Geben Sie aus dem Artikel zum Psychologengesetz den Abschnitt von „Wien. Es sei“ bis einschließlich „Modell zu erarbeiten.“ wortgetreu wieder.

[Textauszug]
:::

Die geplante Novelle zum Psychologengesetz stößt auf heftigen Widerstand

Wer sich auf die Couch legt, um therapiert zu werden, sollte es sich künftig besser überlegen - sagen Psychotherapeuten: Die geplante Gesetzesnovelle zum Psychologengesetz schade den Patienten.fotolia
Wer sich auf die Couch legt, um therapiert zu werden, sollte es sich künftig besser überlegen - sagen Psychotherapeuten: Die geplante Gesetzesnovelle zum Psychologengesetz schade den Patienten.fotolia

Wien. Es sei eine "beispiellose Nacht-und-Nebel-Aktion", in der das neue Psychologengesetz durchgezogen werden soll - so lautet die Kritik der Psychiater und Psychotherapeuten, die sich am Mittwoch erstmals zur geplanten Gesetzesnovelle geäußert haben: Die Berufsgruppe der Psychologen werde damit massiv bevorzugt. Kernpunkt der Kritik: Der Gesetzesentwurf sehe einen Tätigkeitsvorbehalt bezüglich der Diagnostik psychischer Erkrankungen für klinische Psychologen vor - was bedeute, dass künftig nur diese Diagnosen an psychisch Kranken stellen dürfen, bevor es Psychiatern oder Psychotherapeuten erlaubt sei, ihre Arbeit aufzunehmen. Ärzte und Therapeuten orten "eine Gefahr für psychisch Kranke", fordern die Rücknahme des Vorhabens und einen Runden Tisch, um gemeinsam ein konsensfähiges Modell zu erarbeiten.

Konkret soll das neue Psychologengesetz eine österreichweit einheitliche Ausbildung (Master) bringen. Zudem soll künftig schärfer zwischen Gesundheits- und klinischen Psychologen unterschieden werden: Während Gesundheitspsychologen ihren Schwerpunkt in der Beratung und Prävention setzen, sind klinische Psychologen für psychische Störungen zuständig.

:::

[Bereitgestellte Angaben]
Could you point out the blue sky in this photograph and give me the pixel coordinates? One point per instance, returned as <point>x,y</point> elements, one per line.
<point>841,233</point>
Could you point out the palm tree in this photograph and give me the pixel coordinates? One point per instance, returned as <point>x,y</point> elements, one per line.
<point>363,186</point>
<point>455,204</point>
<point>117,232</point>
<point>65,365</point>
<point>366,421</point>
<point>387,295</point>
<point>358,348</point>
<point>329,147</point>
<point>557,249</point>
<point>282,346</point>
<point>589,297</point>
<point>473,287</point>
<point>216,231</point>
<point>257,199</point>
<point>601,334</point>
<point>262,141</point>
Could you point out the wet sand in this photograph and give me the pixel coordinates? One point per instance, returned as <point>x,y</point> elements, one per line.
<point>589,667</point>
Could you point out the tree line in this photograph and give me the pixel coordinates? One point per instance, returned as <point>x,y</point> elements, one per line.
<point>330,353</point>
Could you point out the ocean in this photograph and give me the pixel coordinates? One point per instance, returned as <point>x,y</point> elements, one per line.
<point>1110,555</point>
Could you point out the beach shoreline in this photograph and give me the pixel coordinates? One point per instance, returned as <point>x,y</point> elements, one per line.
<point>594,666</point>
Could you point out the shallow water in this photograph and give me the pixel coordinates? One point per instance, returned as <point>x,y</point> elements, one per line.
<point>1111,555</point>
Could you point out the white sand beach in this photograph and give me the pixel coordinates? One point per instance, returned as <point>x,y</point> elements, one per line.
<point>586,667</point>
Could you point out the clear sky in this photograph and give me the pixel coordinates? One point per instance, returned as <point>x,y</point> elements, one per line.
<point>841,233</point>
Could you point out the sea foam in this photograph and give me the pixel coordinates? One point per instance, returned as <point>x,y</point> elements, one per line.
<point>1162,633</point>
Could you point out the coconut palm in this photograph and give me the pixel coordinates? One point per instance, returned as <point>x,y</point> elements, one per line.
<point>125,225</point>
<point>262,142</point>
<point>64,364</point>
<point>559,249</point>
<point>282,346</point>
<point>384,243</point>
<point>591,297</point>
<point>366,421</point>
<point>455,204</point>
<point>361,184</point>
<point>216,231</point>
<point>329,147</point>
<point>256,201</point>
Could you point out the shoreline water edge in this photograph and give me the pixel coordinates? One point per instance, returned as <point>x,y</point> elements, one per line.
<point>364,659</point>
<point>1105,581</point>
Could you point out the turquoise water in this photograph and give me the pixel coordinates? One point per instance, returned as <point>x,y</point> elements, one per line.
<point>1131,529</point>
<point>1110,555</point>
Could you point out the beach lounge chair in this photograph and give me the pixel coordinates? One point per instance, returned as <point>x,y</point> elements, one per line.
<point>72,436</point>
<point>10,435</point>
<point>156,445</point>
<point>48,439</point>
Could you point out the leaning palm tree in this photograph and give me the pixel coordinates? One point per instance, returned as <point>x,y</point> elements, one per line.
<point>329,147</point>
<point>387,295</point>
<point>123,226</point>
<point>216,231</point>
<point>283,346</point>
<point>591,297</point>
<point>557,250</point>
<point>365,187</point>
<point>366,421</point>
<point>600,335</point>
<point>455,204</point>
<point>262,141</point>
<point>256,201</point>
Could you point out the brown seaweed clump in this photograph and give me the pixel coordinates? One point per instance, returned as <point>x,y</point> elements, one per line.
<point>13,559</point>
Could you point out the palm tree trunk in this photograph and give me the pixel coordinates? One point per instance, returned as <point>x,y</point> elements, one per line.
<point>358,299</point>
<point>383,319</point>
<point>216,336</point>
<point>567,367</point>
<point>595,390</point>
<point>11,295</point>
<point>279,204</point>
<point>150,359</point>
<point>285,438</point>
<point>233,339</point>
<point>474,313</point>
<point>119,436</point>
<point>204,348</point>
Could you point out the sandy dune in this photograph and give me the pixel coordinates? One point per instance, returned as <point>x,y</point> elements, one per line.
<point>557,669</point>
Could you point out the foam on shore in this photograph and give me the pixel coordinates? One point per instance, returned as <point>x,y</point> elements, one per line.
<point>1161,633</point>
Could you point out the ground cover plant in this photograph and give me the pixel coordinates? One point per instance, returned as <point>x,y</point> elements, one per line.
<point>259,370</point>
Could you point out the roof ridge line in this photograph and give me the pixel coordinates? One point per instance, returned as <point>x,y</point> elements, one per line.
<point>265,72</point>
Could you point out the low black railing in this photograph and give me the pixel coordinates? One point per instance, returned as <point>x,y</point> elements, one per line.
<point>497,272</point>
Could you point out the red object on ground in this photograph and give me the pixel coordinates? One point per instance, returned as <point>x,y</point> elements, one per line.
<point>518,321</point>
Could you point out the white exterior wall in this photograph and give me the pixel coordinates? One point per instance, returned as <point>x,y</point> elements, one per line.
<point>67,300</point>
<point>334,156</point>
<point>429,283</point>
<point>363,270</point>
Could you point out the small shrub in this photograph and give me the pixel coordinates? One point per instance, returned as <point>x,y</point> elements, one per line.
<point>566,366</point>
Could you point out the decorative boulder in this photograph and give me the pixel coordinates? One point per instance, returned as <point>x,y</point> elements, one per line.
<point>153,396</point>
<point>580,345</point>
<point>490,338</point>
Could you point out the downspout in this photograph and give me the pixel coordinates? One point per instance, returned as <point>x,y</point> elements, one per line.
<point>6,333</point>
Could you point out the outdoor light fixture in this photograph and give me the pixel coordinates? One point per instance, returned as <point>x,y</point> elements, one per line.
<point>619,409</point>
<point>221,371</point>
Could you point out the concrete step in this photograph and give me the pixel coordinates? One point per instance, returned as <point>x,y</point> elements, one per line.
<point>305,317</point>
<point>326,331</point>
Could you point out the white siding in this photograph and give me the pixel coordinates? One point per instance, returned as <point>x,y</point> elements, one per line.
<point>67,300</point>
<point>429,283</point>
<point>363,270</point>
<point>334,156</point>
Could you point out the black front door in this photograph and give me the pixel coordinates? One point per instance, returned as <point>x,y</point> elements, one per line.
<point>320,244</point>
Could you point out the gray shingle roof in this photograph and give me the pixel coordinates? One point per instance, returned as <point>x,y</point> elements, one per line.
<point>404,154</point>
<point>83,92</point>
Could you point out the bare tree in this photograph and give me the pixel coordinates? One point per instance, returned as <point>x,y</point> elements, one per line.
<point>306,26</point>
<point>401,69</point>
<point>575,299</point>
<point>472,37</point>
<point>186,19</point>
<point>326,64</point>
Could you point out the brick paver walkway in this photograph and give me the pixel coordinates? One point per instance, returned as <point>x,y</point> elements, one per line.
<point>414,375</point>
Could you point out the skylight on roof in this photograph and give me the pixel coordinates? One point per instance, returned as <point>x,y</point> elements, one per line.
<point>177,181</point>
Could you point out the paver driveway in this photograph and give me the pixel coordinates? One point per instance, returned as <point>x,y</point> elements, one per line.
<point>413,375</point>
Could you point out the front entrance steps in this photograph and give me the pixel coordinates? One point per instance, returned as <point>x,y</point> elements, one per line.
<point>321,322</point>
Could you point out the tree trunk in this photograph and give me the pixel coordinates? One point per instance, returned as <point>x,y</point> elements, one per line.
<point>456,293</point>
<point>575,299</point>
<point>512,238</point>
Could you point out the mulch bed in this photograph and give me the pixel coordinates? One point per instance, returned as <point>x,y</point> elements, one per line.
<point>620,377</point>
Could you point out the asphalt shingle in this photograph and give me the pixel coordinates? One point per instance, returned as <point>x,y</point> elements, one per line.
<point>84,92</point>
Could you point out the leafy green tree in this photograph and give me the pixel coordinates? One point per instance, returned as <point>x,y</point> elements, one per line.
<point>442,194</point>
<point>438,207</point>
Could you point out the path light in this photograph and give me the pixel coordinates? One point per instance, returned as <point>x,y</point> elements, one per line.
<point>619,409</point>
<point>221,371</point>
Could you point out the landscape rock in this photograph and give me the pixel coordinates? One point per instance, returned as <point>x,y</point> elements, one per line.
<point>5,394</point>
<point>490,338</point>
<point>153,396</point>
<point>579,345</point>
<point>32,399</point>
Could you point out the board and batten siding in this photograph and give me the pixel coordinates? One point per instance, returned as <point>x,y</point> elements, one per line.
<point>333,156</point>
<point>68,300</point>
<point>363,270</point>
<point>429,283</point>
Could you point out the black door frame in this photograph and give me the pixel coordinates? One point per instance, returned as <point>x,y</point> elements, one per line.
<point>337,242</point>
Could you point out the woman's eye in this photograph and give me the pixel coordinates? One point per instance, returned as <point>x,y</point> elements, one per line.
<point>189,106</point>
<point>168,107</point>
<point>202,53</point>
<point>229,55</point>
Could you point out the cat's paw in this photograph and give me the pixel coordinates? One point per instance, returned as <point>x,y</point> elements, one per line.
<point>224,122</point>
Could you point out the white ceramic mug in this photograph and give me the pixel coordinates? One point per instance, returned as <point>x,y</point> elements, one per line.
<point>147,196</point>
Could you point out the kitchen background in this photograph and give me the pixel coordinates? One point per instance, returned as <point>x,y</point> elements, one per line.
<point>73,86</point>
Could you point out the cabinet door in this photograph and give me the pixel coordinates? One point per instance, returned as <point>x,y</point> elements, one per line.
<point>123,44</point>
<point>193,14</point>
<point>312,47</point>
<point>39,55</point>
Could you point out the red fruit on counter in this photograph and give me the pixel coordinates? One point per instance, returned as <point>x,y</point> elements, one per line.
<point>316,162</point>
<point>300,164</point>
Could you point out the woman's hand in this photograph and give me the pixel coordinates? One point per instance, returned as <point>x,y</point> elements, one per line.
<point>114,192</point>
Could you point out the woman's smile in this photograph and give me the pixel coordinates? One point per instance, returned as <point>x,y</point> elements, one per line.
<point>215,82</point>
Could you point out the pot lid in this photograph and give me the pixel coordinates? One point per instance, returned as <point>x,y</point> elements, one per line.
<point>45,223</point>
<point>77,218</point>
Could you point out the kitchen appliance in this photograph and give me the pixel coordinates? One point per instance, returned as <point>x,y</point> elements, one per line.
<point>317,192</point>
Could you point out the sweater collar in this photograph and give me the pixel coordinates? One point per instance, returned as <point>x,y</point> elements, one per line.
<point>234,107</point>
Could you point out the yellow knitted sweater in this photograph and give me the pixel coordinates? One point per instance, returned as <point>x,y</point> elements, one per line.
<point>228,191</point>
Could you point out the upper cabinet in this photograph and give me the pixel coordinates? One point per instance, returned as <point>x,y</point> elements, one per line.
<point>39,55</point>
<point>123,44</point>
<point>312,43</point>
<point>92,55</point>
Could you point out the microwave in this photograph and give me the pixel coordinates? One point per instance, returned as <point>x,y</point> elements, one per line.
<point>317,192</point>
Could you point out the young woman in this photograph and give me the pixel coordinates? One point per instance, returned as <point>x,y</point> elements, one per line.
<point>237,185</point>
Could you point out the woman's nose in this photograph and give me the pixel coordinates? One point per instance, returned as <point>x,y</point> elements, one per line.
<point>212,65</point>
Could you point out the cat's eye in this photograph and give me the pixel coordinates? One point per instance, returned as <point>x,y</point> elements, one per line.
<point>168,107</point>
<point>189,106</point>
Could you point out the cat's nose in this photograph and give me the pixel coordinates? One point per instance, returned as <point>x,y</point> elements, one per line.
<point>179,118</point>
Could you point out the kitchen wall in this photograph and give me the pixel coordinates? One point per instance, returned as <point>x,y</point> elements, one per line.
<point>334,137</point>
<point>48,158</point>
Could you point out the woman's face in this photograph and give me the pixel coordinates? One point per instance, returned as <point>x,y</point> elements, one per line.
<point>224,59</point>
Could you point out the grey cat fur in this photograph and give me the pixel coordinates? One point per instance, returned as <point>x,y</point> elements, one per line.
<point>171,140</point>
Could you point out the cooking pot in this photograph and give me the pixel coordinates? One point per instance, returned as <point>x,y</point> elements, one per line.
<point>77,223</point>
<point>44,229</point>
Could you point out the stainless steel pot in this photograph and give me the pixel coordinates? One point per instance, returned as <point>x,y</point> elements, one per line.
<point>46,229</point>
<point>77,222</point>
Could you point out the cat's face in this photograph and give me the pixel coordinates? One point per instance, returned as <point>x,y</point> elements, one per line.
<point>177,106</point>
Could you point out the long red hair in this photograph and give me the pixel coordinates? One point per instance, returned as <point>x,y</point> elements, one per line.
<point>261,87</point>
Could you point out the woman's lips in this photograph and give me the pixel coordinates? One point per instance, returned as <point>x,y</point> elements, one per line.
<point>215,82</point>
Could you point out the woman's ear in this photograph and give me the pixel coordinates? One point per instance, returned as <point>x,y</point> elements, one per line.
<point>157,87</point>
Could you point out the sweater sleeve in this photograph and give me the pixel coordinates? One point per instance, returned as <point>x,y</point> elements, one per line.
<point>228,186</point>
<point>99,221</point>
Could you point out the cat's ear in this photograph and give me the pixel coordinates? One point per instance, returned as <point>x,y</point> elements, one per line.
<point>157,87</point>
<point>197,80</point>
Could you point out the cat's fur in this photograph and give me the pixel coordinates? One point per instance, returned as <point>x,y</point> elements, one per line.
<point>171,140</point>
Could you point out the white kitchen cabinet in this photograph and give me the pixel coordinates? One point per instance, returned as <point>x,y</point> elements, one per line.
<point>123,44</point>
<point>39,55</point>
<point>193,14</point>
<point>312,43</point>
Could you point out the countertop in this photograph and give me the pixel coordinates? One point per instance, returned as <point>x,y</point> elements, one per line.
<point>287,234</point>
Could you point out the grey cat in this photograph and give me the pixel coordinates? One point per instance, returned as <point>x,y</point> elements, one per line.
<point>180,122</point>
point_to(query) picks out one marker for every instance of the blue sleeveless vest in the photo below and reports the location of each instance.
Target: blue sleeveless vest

:::

[Ergebnis]
Wien. Es sei eine "beispiellose Nacht-und-Nebel-Aktion", in der das neue Psychologengesetz durchgezogen werden soll - so lautet die Kritik der Psychiater und Psychotherapeuten, die sich am Mittwoch erstmals zur geplanten Gesetzesnovelle geäußert haben: Die Berufsgruppe der Psychologen werde damit massiv bevorzugt. Kernpunkt der Kritik: Der Gesetzesentwurf sehe einen Tätigkeitsvorbehalt bezüglich der Diagnostik psychischer Erkrankungen für klinische Psychologen vor - was bedeute, dass künftig nur diese Diagnosen an psychisch Kranken stellen dürfen, bevor es Psychiatern oder Psychotherapeuten erlaubt sei, ihre Arbeit aufzunehmen. Ärzte und Therapeuten orten "eine Gefahr für psychisch Kranke", fordern die Rücknahme des Vorhabens und einen Runden Tisch, um gemeinsam ein konsensfähiges Modell zu erarbeiten.